[START Supplied records]
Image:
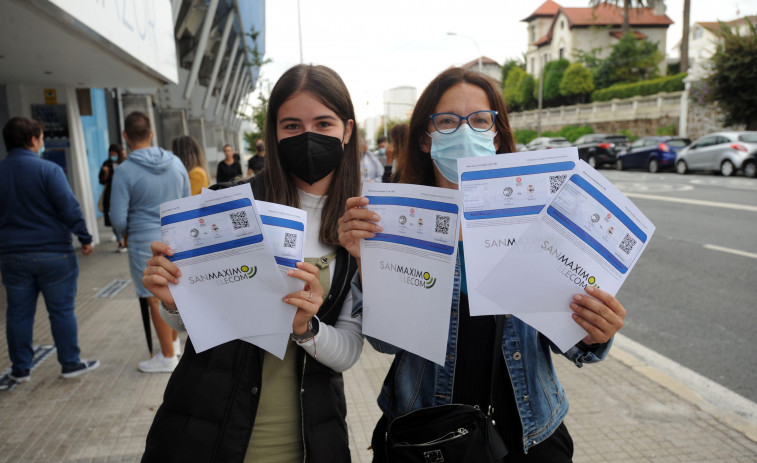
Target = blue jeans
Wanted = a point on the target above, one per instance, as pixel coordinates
(24, 276)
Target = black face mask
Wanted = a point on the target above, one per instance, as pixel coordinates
(311, 156)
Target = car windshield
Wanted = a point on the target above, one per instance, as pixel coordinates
(680, 143)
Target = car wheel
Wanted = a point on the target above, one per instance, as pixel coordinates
(726, 168)
(750, 169)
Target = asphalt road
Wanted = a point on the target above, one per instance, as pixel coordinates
(692, 296)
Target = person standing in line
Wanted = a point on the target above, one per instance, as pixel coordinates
(38, 214)
(189, 152)
(116, 155)
(229, 168)
(235, 402)
(462, 114)
(148, 177)
(257, 162)
(371, 169)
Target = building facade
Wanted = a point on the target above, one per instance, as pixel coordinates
(81, 67)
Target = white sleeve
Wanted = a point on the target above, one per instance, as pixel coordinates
(173, 319)
(339, 346)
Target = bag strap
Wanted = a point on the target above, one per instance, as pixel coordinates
(499, 320)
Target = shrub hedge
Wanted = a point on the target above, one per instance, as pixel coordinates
(647, 87)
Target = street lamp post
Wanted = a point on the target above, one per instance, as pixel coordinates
(480, 66)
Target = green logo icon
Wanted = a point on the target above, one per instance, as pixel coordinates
(430, 281)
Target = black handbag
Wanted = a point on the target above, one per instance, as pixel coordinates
(447, 433)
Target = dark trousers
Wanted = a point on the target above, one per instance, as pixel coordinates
(557, 448)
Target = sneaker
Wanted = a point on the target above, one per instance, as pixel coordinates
(177, 347)
(82, 368)
(159, 364)
(20, 377)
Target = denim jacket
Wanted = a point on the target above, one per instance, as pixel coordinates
(414, 382)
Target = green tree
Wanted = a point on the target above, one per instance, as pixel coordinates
(734, 74)
(510, 64)
(553, 73)
(510, 91)
(631, 60)
(577, 83)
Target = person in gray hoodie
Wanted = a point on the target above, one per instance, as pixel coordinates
(149, 176)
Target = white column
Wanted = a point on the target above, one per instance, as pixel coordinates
(78, 166)
(202, 44)
(234, 59)
(218, 60)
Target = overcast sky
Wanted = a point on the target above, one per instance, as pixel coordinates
(376, 45)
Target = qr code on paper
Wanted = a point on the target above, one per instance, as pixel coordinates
(627, 244)
(239, 220)
(555, 181)
(290, 240)
(442, 224)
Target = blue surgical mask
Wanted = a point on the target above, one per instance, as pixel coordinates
(463, 143)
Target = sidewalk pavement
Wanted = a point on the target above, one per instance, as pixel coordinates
(622, 410)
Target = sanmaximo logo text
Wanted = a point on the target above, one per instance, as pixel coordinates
(225, 276)
(410, 276)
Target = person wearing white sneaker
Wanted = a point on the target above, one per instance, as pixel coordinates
(159, 364)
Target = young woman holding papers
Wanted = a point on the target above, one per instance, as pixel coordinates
(236, 402)
(460, 114)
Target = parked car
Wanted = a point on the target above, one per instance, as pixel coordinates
(651, 153)
(723, 152)
(600, 149)
(750, 166)
(544, 143)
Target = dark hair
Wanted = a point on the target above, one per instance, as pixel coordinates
(418, 167)
(326, 86)
(398, 135)
(188, 151)
(137, 127)
(18, 132)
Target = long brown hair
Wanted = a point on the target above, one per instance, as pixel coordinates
(418, 167)
(327, 87)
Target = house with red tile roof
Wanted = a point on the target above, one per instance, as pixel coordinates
(556, 32)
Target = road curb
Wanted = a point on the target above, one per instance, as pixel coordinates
(728, 407)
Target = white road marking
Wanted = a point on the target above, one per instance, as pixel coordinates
(695, 202)
(731, 251)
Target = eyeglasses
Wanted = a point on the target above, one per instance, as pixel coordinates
(480, 121)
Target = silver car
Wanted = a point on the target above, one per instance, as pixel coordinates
(723, 152)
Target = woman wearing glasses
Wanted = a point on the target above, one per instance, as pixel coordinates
(462, 114)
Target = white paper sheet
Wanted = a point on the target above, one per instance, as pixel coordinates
(502, 196)
(231, 287)
(589, 234)
(285, 229)
(408, 270)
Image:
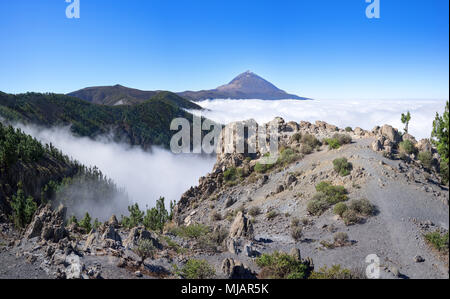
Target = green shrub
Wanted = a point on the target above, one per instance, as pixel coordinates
(287, 156)
(295, 222)
(254, 211)
(23, 207)
(338, 140)
(438, 241)
(232, 174)
(332, 143)
(306, 149)
(156, 217)
(426, 158)
(197, 269)
(262, 168)
(341, 239)
(335, 272)
(407, 147)
(362, 206)
(136, 217)
(317, 207)
(296, 137)
(310, 141)
(281, 266)
(297, 233)
(343, 138)
(342, 166)
(340, 208)
(85, 223)
(271, 215)
(350, 217)
(194, 231)
(333, 194)
(145, 249)
(216, 216)
(444, 173)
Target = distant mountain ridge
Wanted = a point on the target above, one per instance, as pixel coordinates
(144, 124)
(118, 95)
(247, 85)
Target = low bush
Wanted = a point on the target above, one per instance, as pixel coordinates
(333, 194)
(216, 216)
(407, 147)
(232, 174)
(196, 269)
(340, 208)
(337, 140)
(193, 231)
(335, 272)
(426, 158)
(342, 166)
(145, 249)
(271, 215)
(350, 217)
(254, 211)
(297, 233)
(310, 141)
(363, 207)
(438, 241)
(444, 173)
(341, 239)
(317, 207)
(281, 266)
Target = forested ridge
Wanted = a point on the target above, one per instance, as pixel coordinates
(143, 124)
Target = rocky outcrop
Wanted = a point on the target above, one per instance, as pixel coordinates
(48, 225)
(241, 227)
(140, 233)
(236, 270)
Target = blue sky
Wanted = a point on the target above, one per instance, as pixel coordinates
(320, 49)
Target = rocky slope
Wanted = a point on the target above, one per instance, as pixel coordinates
(241, 210)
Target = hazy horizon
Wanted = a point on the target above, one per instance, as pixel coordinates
(327, 49)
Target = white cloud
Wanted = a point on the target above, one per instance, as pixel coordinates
(145, 176)
(365, 114)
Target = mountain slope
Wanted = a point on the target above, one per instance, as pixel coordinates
(120, 95)
(145, 124)
(245, 86)
(390, 204)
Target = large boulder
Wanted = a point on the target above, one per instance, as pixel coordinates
(48, 224)
(390, 133)
(241, 227)
(409, 137)
(424, 145)
(236, 270)
(75, 267)
(140, 233)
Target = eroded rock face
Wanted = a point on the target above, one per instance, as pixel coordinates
(236, 270)
(48, 224)
(390, 133)
(140, 233)
(241, 227)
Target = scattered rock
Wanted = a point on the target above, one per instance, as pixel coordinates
(419, 259)
(241, 227)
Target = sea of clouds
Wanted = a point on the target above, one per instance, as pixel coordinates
(363, 113)
(144, 175)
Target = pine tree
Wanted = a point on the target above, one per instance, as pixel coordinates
(405, 120)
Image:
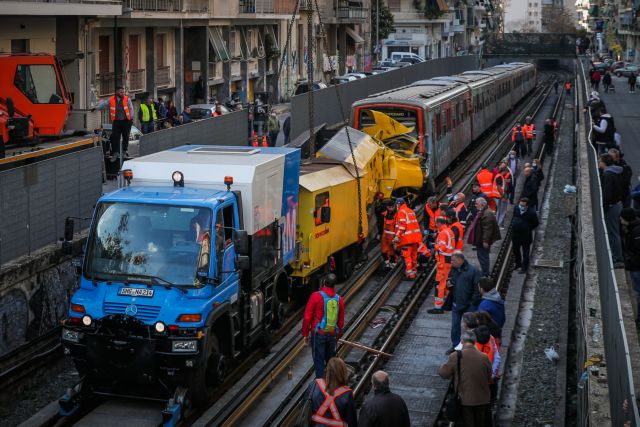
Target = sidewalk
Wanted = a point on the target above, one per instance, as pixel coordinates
(623, 107)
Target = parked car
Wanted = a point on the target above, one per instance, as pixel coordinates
(411, 61)
(204, 111)
(357, 75)
(618, 64)
(304, 87)
(626, 71)
(401, 56)
(340, 80)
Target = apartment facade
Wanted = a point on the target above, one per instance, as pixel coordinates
(188, 50)
(437, 28)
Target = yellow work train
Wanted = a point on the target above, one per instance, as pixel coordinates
(333, 227)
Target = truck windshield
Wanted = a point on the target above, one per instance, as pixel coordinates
(167, 243)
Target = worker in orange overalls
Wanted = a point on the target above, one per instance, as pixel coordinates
(487, 186)
(388, 233)
(530, 133)
(431, 212)
(408, 237)
(444, 249)
(458, 230)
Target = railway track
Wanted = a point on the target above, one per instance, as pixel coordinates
(286, 412)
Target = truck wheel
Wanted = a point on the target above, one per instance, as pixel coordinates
(203, 380)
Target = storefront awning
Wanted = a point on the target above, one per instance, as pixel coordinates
(355, 36)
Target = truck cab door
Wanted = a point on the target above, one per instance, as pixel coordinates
(225, 269)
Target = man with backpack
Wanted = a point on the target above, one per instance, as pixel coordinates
(612, 182)
(323, 323)
(517, 137)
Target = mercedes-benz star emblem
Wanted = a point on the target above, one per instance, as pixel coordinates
(131, 310)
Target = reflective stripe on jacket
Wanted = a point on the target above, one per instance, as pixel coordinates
(146, 117)
(407, 227)
(321, 417)
(487, 184)
(125, 106)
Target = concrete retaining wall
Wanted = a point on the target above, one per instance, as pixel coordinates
(230, 129)
(327, 109)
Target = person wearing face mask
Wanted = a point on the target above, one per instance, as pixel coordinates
(536, 167)
(523, 223)
(514, 167)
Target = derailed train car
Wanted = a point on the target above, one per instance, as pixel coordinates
(446, 114)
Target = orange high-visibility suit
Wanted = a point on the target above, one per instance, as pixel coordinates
(408, 237)
(388, 233)
(486, 181)
(444, 250)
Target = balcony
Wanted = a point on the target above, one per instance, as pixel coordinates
(106, 83)
(163, 77)
(174, 6)
(136, 80)
(280, 7)
(61, 7)
(347, 13)
(216, 72)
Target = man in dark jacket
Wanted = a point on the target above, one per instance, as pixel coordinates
(612, 182)
(484, 232)
(463, 282)
(476, 193)
(631, 233)
(627, 175)
(384, 408)
(530, 188)
(523, 223)
(491, 302)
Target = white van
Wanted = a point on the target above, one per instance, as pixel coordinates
(399, 56)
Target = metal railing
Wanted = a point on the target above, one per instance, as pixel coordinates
(96, 2)
(106, 84)
(163, 76)
(137, 81)
(351, 13)
(622, 398)
(169, 5)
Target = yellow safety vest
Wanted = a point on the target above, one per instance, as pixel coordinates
(145, 112)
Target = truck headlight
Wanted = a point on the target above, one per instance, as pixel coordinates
(184, 346)
(71, 336)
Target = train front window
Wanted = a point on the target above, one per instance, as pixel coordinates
(406, 116)
(39, 83)
(165, 244)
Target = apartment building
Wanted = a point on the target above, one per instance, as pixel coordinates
(436, 28)
(186, 50)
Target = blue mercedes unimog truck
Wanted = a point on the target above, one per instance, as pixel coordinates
(180, 267)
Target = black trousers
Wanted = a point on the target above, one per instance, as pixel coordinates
(120, 129)
(476, 416)
(521, 249)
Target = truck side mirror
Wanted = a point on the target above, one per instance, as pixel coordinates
(242, 242)
(243, 263)
(68, 229)
(325, 214)
(10, 107)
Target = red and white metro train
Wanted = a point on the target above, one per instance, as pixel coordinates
(448, 113)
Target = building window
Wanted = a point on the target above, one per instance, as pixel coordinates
(160, 48)
(20, 46)
(104, 46)
(134, 49)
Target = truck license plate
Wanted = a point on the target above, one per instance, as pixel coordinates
(136, 292)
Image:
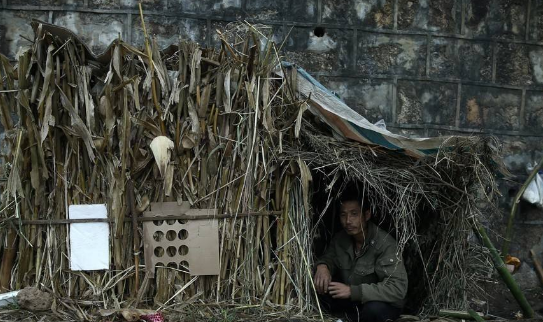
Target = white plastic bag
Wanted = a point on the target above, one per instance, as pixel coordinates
(534, 192)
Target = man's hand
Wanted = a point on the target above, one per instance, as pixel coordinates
(339, 290)
(322, 279)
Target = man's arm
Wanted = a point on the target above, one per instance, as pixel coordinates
(324, 269)
(392, 276)
(328, 257)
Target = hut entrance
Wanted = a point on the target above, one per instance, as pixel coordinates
(326, 224)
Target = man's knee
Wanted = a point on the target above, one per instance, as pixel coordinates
(379, 312)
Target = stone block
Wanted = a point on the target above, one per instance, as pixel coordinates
(367, 13)
(490, 108)
(302, 11)
(535, 54)
(327, 54)
(215, 7)
(169, 30)
(13, 25)
(266, 10)
(461, 59)
(496, 18)
(391, 54)
(146, 5)
(422, 102)
(97, 30)
(535, 28)
(371, 99)
(513, 64)
(432, 15)
(533, 111)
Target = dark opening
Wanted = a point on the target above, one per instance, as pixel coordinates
(319, 31)
(328, 224)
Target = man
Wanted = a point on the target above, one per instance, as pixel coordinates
(371, 281)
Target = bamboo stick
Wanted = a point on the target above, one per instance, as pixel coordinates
(504, 273)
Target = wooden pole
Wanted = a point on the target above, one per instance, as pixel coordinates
(537, 264)
(8, 258)
(508, 232)
(135, 240)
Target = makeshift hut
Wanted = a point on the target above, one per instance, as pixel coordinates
(258, 142)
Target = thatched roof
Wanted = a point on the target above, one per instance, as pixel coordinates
(244, 141)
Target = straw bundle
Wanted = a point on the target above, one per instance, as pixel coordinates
(242, 144)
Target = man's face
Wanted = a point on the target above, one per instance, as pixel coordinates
(352, 219)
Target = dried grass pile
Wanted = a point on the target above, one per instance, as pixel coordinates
(241, 144)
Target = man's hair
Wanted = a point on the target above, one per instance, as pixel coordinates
(362, 199)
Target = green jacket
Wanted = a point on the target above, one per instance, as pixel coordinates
(378, 274)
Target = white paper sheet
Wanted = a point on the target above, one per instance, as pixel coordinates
(89, 242)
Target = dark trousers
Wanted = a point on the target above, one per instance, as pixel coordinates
(373, 311)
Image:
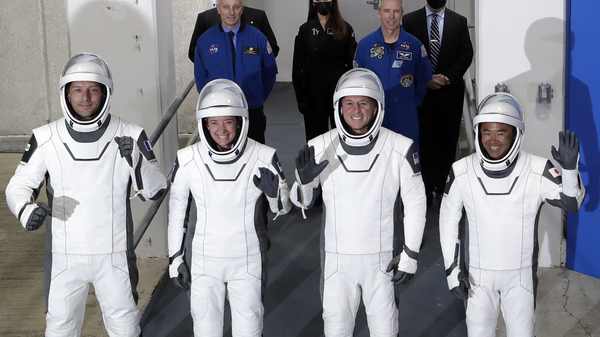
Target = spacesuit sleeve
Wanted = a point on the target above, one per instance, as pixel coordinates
(281, 204)
(450, 216)
(299, 72)
(149, 182)
(23, 188)
(178, 203)
(351, 45)
(566, 191)
(412, 192)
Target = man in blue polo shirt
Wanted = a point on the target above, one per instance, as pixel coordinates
(400, 60)
(241, 53)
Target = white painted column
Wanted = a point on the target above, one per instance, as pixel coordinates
(135, 37)
(521, 43)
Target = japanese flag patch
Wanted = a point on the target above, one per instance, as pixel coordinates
(269, 49)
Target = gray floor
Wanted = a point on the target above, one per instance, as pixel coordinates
(568, 302)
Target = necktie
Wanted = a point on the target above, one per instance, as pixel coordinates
(434, 44)
(231, 34)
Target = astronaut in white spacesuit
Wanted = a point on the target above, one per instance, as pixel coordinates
(231, 179)
(89, 159)
(363, 171)
(502, 188)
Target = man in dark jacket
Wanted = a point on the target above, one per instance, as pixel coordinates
(251, 16)
(450, 51)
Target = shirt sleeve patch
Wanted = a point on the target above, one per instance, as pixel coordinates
(29, 150)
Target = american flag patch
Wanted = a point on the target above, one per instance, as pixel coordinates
(415, 158)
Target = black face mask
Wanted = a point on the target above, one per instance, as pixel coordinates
(323, 8)
(435, 4)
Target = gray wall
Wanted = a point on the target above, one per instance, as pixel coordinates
(34, 48)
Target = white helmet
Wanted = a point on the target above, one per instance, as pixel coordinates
(504, 108)
(86, 67)
(359, 82)
(222, 97)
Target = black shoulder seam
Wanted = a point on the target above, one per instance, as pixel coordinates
(551, 173)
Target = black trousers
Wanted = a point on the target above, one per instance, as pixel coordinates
(440, 115)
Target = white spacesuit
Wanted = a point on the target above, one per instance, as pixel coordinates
(229, 244)
(362, 177)
(89, 166)
(502, 198)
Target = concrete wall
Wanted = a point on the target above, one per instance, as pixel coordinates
(33, 50)
(522, 43)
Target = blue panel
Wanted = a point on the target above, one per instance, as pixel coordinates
(583, 116)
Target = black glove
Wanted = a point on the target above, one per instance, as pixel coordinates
(302, 107)
(568, 150)
(462, 290)
(268, 182)
(125, 148)
(400, 277)
(182, 281)
(306, 166)
(37, 217)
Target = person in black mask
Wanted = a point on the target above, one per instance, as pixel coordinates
(450, 51)
(323, 51)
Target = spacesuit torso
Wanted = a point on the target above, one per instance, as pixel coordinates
(88, 186)
(501, 212)
(229, 221)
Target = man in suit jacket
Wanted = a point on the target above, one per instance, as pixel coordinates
(441, 110)
(251, 16)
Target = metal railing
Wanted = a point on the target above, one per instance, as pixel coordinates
(141, 230)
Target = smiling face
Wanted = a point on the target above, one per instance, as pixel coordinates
(358, 112)
(230, 12)
(390, 12)
(85, 98)
(496, 139)
(222, 130)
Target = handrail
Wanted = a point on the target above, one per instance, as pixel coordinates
(143, 227)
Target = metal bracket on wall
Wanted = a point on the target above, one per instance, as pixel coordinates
(375, 3)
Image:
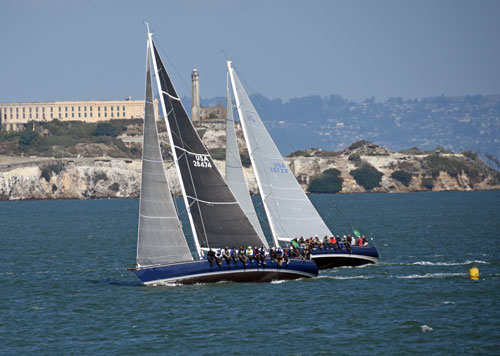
[END Supplied records]
• **Work required**
Copy the material line for line, beginning at the line that contains "Target = metal bracket on wall" and ending at the last line of the material, with both ends included. Leave the pictures out of your answer.

• **Result of this task**
Target = metal bracket on wall
Wanted = a point on the target above, one per instance, as pixel coordinates
(375, 3)
Image:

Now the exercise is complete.